══ Information provided ══

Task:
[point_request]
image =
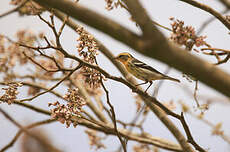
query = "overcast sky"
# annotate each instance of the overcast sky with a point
(121, 96)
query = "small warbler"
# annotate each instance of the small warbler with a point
(141, 70)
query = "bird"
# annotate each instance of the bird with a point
(141, 70)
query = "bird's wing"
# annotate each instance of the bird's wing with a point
(145, 66)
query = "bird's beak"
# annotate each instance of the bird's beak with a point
(115, 58)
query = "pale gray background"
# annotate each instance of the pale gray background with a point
(72, 139)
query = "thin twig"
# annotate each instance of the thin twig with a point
(14, 9)
(123, 143)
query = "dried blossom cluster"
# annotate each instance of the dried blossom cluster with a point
(185, 35)
(12, 52)
(94, 140)
(11, 92)
(87, 41)
(64, 113)
(109, 4)
(227, 17)
(30, 8)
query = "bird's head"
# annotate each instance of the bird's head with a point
(124, 57)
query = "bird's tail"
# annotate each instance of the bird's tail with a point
(173, 79)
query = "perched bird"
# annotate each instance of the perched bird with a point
(141, 70)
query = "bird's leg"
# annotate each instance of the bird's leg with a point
(149, 86)
(141, 83)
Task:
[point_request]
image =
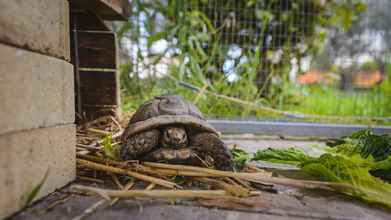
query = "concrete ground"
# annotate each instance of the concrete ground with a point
(288, 203)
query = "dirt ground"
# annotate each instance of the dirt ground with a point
(288, 203)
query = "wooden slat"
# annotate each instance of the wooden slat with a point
(96, 50)
(89, 21)
(98, 88)
(107, 9)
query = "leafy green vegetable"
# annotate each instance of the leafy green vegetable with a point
(362, 160)
(290, 155)
(352, 170)
(366, 143)
(241, 157)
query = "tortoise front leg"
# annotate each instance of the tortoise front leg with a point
(208, 144)
(139, 144)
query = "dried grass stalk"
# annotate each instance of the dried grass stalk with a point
(254, 177)
(101, 167)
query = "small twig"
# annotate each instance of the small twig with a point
(101, 167)
(128, 186)
(90, 179)
(116, 181)
(256, 177)
(116, 122)
(150, 186)
(98, 131)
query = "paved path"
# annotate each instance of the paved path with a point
(287, 204)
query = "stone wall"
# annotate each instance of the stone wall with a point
(37, 132)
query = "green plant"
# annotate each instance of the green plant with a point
(110, 149)
(201, 49)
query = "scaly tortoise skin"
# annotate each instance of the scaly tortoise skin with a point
(169, 128)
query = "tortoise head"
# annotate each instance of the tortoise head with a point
(174, 136)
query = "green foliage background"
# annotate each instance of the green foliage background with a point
(199, 46)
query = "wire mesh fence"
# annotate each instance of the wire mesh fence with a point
(305, 60)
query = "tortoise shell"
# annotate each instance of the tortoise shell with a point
(167, 110)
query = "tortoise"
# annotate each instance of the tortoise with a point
(169, 128)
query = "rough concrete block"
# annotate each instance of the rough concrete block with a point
(35, 90)
(39, 25)
(26, 156)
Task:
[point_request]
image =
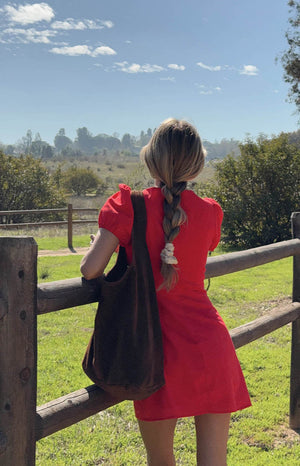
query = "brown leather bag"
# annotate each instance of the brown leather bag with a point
(125, 353)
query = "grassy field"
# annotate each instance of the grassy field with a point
(259, 435)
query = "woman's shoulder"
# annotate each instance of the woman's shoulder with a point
(205, 201)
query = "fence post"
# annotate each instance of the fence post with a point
(295, 356)
(70, 226)
(18, 350)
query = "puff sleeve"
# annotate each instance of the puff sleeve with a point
(217, 219)
(116, 215)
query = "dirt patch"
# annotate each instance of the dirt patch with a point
(63, 252)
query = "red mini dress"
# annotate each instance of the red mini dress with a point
(202, 372)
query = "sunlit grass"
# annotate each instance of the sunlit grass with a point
(259, 436)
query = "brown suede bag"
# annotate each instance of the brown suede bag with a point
(125, 353)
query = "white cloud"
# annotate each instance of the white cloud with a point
(174, 66)
(29, 35)
(80, 25)
(29, 14)
(109, 24)
(136, 68)
(169, 78)
(78, 50)
(210, 68)
(207, 90)
(249, 70)
(103, 50)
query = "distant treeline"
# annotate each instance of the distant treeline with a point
(85, 145)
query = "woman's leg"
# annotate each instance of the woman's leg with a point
(158, 438)
(212, 435)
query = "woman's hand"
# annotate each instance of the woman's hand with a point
(97, 258)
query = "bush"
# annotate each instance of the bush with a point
(25, 184)
(81, 181)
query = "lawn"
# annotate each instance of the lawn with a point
(259, 435)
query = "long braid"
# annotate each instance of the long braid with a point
(173, 156)
(173, 218)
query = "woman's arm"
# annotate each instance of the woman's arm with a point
(97, 258)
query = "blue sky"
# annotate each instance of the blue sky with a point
(124, 66)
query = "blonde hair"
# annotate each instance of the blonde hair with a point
(174, 155)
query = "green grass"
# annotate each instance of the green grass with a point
(259, 435)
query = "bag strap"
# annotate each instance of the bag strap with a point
(139, 245)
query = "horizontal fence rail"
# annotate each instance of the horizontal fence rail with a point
(69, 222)
(54, 296)
(22, 423)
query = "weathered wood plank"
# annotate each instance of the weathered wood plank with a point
(266, 324)
(69, 409)
(17, 351)
(295, 347)
(65, 294)
(54, 296)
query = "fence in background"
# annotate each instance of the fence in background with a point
(22, 300)
(69, 211)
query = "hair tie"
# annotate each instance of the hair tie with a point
(167, 254)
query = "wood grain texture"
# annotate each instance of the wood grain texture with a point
(17, 351)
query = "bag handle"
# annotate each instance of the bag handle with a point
(139, 246)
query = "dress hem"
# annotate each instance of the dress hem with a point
(200, 413)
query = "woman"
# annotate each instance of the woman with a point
(202, 373)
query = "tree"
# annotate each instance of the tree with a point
(291, 58)
(84, 140)
(81, 181)
(258, 191)
(25, 184)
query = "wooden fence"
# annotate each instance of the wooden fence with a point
(21, 300)
(69, 211)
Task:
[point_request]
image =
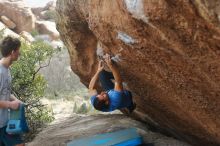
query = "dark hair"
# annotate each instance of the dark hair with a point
(8, 45)
(100, 105)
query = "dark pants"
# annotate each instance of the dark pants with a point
(105, 79)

═══

[Problem requirements]
Repeat the entries exactly and keep the pictures out of the copy.

[Solved exercise]
Task:
[point_request]
image =
query = "overcast sky"
# annotate each instance of the overcast sky with a point
(121, 96)
query = "small warbler"
# annotate each instance of the small warbler with a point
(141, 70)
query = "bird"
# annotate each instance of the bird with a point
(141, 70)
query = "bird's wing"
# annotate each instance of the bird's wing with a point
(145, 66)
query = "bird's beak"
# annotate each instance of the bird's beak with a point
(115, 58)
query = "pale gray background"
# annotate each instance of the pale gray background with a point
(72, 139)
query = "thin twig"
# annotate each instance of the thin twig with a point
(14, 9)
(123, 143)
query = "dried blossom cluster"
# annotate each instance of the dried blossom cluster with a point
(185, 35)
(12, 52)
(94, 140)
(11, 92)
(87, 41)
(64, 113)
(109, 4)
(227, 17)
(30, 8)
query = "bird's head"
# annotate each instance of the bird's head with a point
(124, 57)
query = "bird's tail"
# annotate each instance of the bird's tail with a point
(173, 79)
query = "perched bird"
# annotate each instance of the perched bird with a point
(141, 70)
query = "bird's leg"
# annotate each instance of the bird's leg with a point
(149, 86)
(141, 83)
Task:
[point_request]
image =
query = "concrete ground"
# annotate each instance of the concrete ground with a point
(288, 203)
query = "dirt ground"
# annotate each instance of the dirt ground with a point
(288, 203)
query = "wooden slat"
# annotate each instance of the wooden slat with a point
(96, 50)
(89, 21)
(98, 88)
(107, 9)
query = "leafy green vegetable"
# annotate each instance of the leafy green vegetable with a point
(362, 160)
(290, 155)
(352, 170)
(366, 143)
(241, 157)
query = "tortoise front leg"
# annotate each instance of the tortoise front leg with a point
(208, 144)
(139, 144)
query = "dried grass stalk"
# annotate each instance of the dried grass stalk with a point
(254, 177)
(101, 167)
query = "small twig"
# annotate each instance of the small twig with a point
(101, 167)
(128, 186)
(90, 179)
(116, 181)
(256, 177)
(116, 122)
(150, 186)
(98, 131)
query = "paved path"
# annotate each instance of the paved path with a point
(287, 204)
query = "stone wall"
# annotate each instance of the stone wall with a point
(37, 132)
query = "green plant"
# annotate each instance of the green plant with a point
(110, 149)
(201, 49)
query = "scaly tortoise skin"
# annotate each instance of the scaly tortoise skin with a point
(169, 128)
query = "tortoise head"
# annotate each instance of the tortoise head with a point
(174, 136)
query = "green foliage background"
# annotate each instance of the green foliage background with a point
(199, 46)
query = "wire mesh fence"
# annotate each instance of the wire mesh fence with a point
(305, 60)
query = "tortoise shell"
# annotate each instance of the tortoise shell with a point
(167, 110)
query = "tortoise"
# annotate each instance of the tortoise with a point
(169, 128)
query = "rough concrete block"
# annotate each instance of the rough concrete block with a point
(35, 90)
(39, 25)
(26, 156)
Task:
[point_request]
image =
query = "brown leather bag"
# annotate each instance of the brown leather bag with a point
(125, 353)
query = "grassy field"
# annotate each instance of the grassy field with a point
(259, 435)
query = "woman's shoulder"
# annotate each instance of the woman's shoulder with a point
(205, 201)
query = "fence post"
# annotate each instance of the fence post with a point
(295, 356)
(70, 226)
(18, 350)
query = "puff sleeve"
# annotate each instance of the puff sleeve with a point
(217, 219)
(116, 215)
query = "dirt patch"
# annotate each instance of the dirt patch with a point
(63, 252)
query = "red mini dress"
# annotate each instance of the red mini dress with a point
(202, 372)
query = "sunlit grass"
# annotate each instance of the sunlit grass with a point
(259, 436)
query = "brown suede bag"
# annotate each instance of the brown suede bag with a point
(125, 353)
query = "white cloud"
# annotate each instance of the white cloud with a point
(174, 66)
(29, 35)
(80, 25)
(29, 14)
(109, 24)
(136, 68)
(169, 78)
(78, 50)
(210, 68)
(207, 90)
(249, 70)
(103, 50)
query = "distant treeline"
# annotate each instance of the distant treeline with a point
(85, 145)
query = "woman's leg"
# annotate each instance of the woman's leg with a point
(158, 438)
(212, 435)
query = "woman's hand"
# annotate each instance of the woman's hand with a point
(97, 258)
query = "bush"
# annotate each instance of the bush with a point
(25, 184)
(81, 181)
query = "lawn"
# annotate each instance of the lawn with a point
(259, 435)
query = "long braid"
# annotate each instance of the long braid with a point
(173, 156)
(173, 218)
query = "woman's arm"
# annotate each instance of the woman's arm with a point
(97, 258)
query = "blue sky"
# annotate each instance of the blue sky with a point
(124, 66)
query = "blonde hair"
# annotate each instance of the blonde hair with a point
(174, 155)
query = "green grass"
# annotate each instance of the green grass with a point
(259, 435)
query = "bag strap"
# annotate each instance of the bag strap with a point
(139, 245)
query = "horizontal fence rail"
# annotate each instance of the horizontal fence rail with a point
(69, 222)
(54, 296)
(22, 423)
query = "weathered wood plank"
# annotate each instance of the weathered wood plank with a point
(266, 324)
(69, 409)
(17, 351)
(295, 347)
(65, 294)
(54, 296)
query = "fence in background"
# annotate each instance of the fence in background with a point
(22, 300)
(69, 211)
query = "hair tie"
# annotate each instance of the hair tie with a point
(167, 254)
query = "wood grain texture"
# annotate each instance of the wood grain texture with a point
(17, 351)
query = "bag handle"
# annotate each instance of the bag handle with a point
(139, 246)
query = "dress hem"
# annotate each instance of the dress hem with a point
(200, 413)
query = "woman"
# annotate each instance of the woman with a point
(202, 373)
query = "tree"
# annotate each instance of the tree with a point
(291, 58)
(84, 140)
(81, 181)
(258, 191)
(25, 184)
query = "wooden fence"
# annotate each instance of the wooden fence with a point
(21, 300)
(69, 211)
Task:
[point_request]
image =
query = "dark hair"
# annotate each instance of the dark hair with a point
(8, 45)
(100, 105)
query = "dark pants"
# annotate each instance of the dark pants with a point
(105, 79)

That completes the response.